TASK INSTRUCTIONS:
Summarize the text on the 1988 massacre of MEK members in three sentences.

PAGE EXTRACT:

========================================================================

Renowned Spanish jurist Juan Garcés, the man who nearly brought to Justice in Spain, former Chilean dictator Augusto Pinochet, told the conference:
“In the case of the 1988 massacre against MEK, this is a crime against humanity. Not only the criminal code of Iran had been violated, but also the known international norms were trampled during and before this crime.”

“We need to know the facts, those responsible, the rights trampled, and which court is qualified to tend to this case. You have the right to the truth. You have the right to reparations and the right to justice,” Mr. Garcés continued.

Tahar Boumedra, former Chief of UNAMI Human Rights Office and Representative of the UN High Commissioner for Human Rights in Iraq, told the conference:
“Within the framework of an association of international lawyers founded in London, Justice for the Victims of the 1988 Massacre in Iran (JVMI), we’re gathering evidence of the possible prosecutors of the political prisoners and the perpetrators.”

“We have applied the criteria of fact-finding criteria of UN missions. We have only put down evidence that is beyond doubt evident. We ended up by identifying 70 suspect perpetrators who are beyond any doubt involved in this massacre. The documents are available. We made it available to the UN and the High Commissioner for Human Rights and the diplomatic community,” he added.

“We have identified these perpetrators. Mrs. Rajavi just point to on the type of crime committed. International lawyers, such as Geoffrey Robertson, have qualified the 1988 massacre not only as a crime against humanity but also possibly a genocide,” Mr. Tahar Boumedra continued.

“Among other evidence we gathered, published in a separate document by the JVMI, is the location of the mass graves. These locations are very well identified. Anyone who challenges these documents, we invite them to go to the locations and verify for themselves,” the former UN chief human rights officer in Iraq added.

A number of MEK members also testified in the event.

Kobra Jokar, MEK member, said:

“I was in the regime’s prisons for six years. The Revolutionary Guards (IRGC) arrested me while I was pregnant. I was taken to Evin Prison and the torture chambers. I was transferred to Ward 209. In the cell, I saw four torturers torture my husband in front of me. They also tortured me in front of him, because we had relations with the MEK” said Ms. Kobra Jokar.

“A few days later, they executed him with 75 others, presumably MEK members. “The regime had executed 50 pregnant women, including Masumeh, the sister of Mrs. Maryam Rajavi. All accused of adhering to the MEK. They took me to a hospital and quickly brought me back to prison even though I was very ill,” she added.

“The torturers even interrogated the children to get information on the MEK. They had strapped a small child to a chair in a dark room and tortured her so she would reveal the names of her mother’s friends, MEK supporters” she said.
“I managed to escape prison in 1987. One year later, all of those women who shared the cell with me were executed in the 1988 massacre, on charges of adherence to the MEK,” Ms. Jokar added.

As MEK was the prime target of the massacre, very few inmates of the time survived the massacre. One was in the prison hospital when the inmates were taken to the death commission for interrogation, and only returned after the wave of hanging of MEK members to find that the prison was quasi emptied during the few weeks he spent in hospital.

MEK members were massacred in prisons in virtually all provinces of Iran. The capital Tehran’s prisons were emptied first of MEK, then came the turn of other cities. Death commissions similar to that in Tehran were formed in governorates across the countries, with the same mission as to identify prisoners who still claimed adherence to MEK.

The executed were buried in mass graves. Apart a renowned mass grave in Tehran, the Khavaran, in tens of cities across Iran other burial points with no markings exist. Population of those cities normally know about such burial points, but no official record on them nor on the identity of those buried in them from the MEK is available. The least enquiry into the subject is persecuted in Iran. The few journalists who had the courage to ask about the affair were severely punished, and normally spent a good amount of time in prison.

========================================================================

DATA EXTRACTS:
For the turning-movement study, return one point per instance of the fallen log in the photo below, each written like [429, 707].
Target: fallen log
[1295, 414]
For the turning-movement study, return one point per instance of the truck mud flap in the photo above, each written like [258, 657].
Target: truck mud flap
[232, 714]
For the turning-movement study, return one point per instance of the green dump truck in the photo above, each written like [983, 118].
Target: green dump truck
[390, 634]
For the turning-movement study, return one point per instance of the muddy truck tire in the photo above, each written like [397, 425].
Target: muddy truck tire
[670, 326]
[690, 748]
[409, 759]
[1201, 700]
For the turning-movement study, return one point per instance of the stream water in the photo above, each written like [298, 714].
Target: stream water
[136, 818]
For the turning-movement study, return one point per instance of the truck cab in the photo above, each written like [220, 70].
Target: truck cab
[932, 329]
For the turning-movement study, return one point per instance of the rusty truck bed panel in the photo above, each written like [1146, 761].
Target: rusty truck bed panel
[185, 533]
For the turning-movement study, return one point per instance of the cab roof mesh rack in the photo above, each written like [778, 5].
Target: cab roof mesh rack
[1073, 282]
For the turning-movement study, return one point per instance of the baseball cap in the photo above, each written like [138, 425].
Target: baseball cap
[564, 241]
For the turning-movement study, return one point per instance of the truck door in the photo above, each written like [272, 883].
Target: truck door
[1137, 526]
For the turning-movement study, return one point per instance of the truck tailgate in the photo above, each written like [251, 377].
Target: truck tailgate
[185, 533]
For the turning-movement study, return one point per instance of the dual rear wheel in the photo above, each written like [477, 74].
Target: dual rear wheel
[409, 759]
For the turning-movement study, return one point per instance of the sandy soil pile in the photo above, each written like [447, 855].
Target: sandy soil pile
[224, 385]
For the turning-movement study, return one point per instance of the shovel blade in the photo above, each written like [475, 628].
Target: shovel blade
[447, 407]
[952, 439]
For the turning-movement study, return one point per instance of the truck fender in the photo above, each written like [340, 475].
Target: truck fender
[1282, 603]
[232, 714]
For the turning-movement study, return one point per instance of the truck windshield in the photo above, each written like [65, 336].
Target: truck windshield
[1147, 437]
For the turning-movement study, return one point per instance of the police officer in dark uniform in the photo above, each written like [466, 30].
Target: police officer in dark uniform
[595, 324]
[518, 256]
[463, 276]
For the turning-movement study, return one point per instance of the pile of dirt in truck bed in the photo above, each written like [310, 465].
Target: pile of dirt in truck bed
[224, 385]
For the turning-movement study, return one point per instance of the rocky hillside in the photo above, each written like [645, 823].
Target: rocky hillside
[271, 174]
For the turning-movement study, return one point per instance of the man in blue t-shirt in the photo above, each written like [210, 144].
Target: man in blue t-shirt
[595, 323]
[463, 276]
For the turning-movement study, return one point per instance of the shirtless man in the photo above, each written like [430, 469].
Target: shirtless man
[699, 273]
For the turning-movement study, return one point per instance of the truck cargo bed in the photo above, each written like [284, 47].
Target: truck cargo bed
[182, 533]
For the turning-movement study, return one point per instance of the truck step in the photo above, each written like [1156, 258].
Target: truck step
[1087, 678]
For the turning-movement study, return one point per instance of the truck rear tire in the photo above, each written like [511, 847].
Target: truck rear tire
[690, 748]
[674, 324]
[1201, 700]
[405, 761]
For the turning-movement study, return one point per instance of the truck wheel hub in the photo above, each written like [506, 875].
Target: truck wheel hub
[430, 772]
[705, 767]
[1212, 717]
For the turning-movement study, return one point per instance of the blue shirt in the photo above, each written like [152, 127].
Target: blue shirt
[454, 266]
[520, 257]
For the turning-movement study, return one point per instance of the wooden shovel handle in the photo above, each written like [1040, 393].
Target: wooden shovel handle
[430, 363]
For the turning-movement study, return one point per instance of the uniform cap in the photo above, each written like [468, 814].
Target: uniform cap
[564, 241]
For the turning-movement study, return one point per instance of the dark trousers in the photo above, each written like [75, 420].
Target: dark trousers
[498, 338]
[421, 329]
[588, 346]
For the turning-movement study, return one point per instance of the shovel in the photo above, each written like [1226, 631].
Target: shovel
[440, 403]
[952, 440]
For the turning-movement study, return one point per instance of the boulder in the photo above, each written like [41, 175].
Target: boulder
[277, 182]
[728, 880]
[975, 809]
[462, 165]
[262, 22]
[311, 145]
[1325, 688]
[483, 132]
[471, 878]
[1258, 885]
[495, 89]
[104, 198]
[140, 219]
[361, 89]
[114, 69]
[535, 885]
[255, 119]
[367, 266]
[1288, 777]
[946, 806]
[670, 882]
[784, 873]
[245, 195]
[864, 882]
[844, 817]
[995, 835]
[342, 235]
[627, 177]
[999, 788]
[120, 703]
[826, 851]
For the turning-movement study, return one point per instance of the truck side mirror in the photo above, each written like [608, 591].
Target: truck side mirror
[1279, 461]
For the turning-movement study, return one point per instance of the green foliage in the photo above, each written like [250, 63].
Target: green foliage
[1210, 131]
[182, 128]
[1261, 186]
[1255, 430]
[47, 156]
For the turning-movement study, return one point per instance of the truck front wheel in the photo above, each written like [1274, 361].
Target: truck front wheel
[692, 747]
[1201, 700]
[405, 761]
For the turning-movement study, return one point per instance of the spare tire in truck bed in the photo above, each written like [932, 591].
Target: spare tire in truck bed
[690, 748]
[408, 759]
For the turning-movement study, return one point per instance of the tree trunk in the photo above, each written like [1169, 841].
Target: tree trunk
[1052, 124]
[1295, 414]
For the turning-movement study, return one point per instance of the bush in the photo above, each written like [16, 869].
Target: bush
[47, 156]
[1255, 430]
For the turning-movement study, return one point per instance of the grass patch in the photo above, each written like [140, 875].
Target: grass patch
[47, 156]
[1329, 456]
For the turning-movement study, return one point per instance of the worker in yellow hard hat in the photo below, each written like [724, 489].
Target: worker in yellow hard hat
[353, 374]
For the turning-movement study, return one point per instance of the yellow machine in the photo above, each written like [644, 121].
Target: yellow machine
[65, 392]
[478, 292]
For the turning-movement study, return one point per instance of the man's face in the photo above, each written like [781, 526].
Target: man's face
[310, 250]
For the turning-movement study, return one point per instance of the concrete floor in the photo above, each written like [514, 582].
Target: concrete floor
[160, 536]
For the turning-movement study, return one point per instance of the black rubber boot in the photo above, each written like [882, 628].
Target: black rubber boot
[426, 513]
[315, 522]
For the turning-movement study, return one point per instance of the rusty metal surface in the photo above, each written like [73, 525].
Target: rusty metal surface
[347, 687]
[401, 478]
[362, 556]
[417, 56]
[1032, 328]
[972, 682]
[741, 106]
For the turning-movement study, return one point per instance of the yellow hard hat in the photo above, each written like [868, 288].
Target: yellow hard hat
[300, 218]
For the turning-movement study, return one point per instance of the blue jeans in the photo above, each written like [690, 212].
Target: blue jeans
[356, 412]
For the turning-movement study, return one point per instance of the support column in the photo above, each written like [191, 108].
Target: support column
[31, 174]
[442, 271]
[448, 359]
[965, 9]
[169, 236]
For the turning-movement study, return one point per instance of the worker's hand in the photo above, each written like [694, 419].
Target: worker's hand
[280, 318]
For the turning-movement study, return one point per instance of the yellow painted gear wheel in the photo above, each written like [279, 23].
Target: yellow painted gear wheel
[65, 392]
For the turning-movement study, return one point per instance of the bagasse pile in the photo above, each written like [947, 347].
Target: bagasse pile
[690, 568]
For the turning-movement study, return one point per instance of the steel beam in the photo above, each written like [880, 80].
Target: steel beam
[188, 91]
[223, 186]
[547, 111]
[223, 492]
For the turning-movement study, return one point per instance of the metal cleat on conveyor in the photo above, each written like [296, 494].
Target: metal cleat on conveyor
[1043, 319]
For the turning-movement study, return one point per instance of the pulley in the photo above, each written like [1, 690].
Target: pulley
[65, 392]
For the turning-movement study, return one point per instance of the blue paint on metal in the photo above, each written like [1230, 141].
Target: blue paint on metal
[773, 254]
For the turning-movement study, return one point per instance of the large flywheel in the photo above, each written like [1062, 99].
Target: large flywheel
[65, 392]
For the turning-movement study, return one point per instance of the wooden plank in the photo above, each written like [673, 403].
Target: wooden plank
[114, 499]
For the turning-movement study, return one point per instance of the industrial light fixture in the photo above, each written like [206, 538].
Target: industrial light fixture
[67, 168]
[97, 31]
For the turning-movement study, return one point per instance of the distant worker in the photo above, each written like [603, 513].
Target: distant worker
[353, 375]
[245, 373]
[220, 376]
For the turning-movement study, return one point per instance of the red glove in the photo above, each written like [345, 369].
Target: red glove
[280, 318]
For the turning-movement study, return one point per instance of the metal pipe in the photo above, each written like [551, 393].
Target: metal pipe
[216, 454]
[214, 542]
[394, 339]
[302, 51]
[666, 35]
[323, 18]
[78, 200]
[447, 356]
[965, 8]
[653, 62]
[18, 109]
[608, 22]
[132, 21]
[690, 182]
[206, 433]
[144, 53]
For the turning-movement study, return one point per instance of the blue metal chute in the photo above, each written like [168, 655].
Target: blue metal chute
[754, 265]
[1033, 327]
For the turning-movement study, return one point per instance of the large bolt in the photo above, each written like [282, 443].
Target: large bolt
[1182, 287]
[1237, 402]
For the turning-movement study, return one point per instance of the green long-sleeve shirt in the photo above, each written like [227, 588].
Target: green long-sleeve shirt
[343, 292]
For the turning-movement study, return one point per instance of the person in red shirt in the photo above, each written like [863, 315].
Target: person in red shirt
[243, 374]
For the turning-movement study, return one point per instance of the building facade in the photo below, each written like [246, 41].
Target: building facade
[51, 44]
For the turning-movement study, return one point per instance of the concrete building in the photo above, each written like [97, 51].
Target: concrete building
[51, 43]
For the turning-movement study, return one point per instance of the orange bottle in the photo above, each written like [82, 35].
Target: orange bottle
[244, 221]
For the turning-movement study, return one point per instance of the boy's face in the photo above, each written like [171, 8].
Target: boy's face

========================================================================

ANSWER AREA:
Spanish jurist Juan Garcés described the 1988 massacre against the MEK as a crime against humanity and told the conference that victims have the right to truth, reparations and justice. Tahar Boumedra said that JVMI, an association of international lawyers founded in London, applied UN fact-finding criteria, identified 70 suspected perpetrators, made its documents available to the UN, and identified the locations of mass graves. MEK member Kobra Jokar testified that she was tortured in prison and that her husband was executed, and the text states that MEK members were executed in prisons in virtually all provinces of Iran and buried in mass graves, and that any inquiry into the subject is persecuted.